Task goal:
Transcribe the lines below verbatim, keeping every character and line break unchanged.

Information shown:
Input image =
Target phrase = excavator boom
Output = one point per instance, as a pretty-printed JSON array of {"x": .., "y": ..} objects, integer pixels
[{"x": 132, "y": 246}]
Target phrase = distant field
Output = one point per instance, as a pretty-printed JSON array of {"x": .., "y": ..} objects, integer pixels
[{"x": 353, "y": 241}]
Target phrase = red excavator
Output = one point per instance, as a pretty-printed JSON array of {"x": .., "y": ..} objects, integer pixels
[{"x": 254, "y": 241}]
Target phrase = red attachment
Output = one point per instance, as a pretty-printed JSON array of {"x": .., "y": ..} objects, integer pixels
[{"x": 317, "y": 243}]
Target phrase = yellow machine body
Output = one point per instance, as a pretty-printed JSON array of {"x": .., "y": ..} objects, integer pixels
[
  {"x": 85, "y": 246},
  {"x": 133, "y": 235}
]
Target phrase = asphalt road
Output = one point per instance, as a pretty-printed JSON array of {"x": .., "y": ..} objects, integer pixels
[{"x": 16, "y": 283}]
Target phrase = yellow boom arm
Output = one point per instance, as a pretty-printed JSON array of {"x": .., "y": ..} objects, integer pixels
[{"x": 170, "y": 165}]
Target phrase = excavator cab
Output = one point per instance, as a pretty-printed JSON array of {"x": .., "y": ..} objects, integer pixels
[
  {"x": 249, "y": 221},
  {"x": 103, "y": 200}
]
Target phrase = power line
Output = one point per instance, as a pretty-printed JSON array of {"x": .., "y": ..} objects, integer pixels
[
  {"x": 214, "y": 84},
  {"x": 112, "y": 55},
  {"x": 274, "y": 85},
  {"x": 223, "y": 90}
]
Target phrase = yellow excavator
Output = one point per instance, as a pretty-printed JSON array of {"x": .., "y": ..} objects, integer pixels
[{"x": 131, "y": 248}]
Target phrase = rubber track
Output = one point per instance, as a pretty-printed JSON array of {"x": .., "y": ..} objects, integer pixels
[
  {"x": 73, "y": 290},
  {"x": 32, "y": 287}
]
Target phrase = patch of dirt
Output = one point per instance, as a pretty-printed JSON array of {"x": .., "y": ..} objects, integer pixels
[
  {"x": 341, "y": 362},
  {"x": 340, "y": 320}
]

Result below:
Input image =
Target phrase = excavator boom
Output = one point per instance, as a pretty-printed JSON array of {"x": .., "y": ..} objects, integer pixels
[{"x": 132, "y": 246}]
Target phrase = distant field
Output = one point per instance, as a pretty-printed JSON array of {"x": .., "y": ..} objects, integer pixels
[{"x": 353, "y": 241}]
Target phrase = red excavator
Output = one point per instance, as a pretty-printed JSON array of {"x": .., "y": ..} objects, integer pixels
[{"x": 254, "y": 241}]
Target phrase = red attachment
Output = one point per instance, as a pretty-printed JSON array of {"x": .., "y": ..} objects, integer pixels
[{"x": 317, "y": 243}]
Target phrase = yellow machine body
Output = one point per instance, as a pretty-printed JSON array of {"x": .., "y": ..} objects, integer pixels
[
  {"x": 85, "y": 246},
  {"x": 133, "y": 235}
]
Target phrase = asphalt road
Output = one point per instance, as a pretty-printed JSON array of {"x": .., "y": ..} objects, integer pixels
[{"x": 16, "y": 283}]
Target phrase = yellow boom arm
Output = one point per instance, as a pretty-printed JSON array of {"x": .., "y": ..} objects, integer pixels
[{"x": 170, "y": 165}]
Target phrase = excavator cab
Output = one point per instance, as a pretty-printed JSON array of {"x": .., "y": ..} objects, integer pixels
[
  {"x": 249, "y": 221},
  {"x": 103, "y": 200}
]
Target phrase = power line
Output = one point per instance, as a pretty-printed JSON array of {"x": .., "y": ..} objects, integer pixels
[
  {"x": 214, "y": 84},
  {"x": 112, "y": 55},
  {"x": 274, "y": 85},
  {"x": 223, "y": 90}
]
Target phrase = yellow excavator
Output = one point per instance, as a pretty-printed JSON array of {"x": .., "y": ..} objects, integer pixels
[{"x": 131, "y": 248}]
Target phrase = rubber track
Output = one point per instance, as a pretty-printed JSON array of {"x": .., "y": ..} objects, integer pixels
[
  {"x": 73, "y": 290},
  {"x": 32, "y": 287}
]
Target phrase = patch of dirt
Output = one point per instance, as a pretty-printed JSON array of {"x": .., "y": ..} objects, integer pixels
[
  {"x": 341, "y": 362},
  {"x": 340, "y": 320}
]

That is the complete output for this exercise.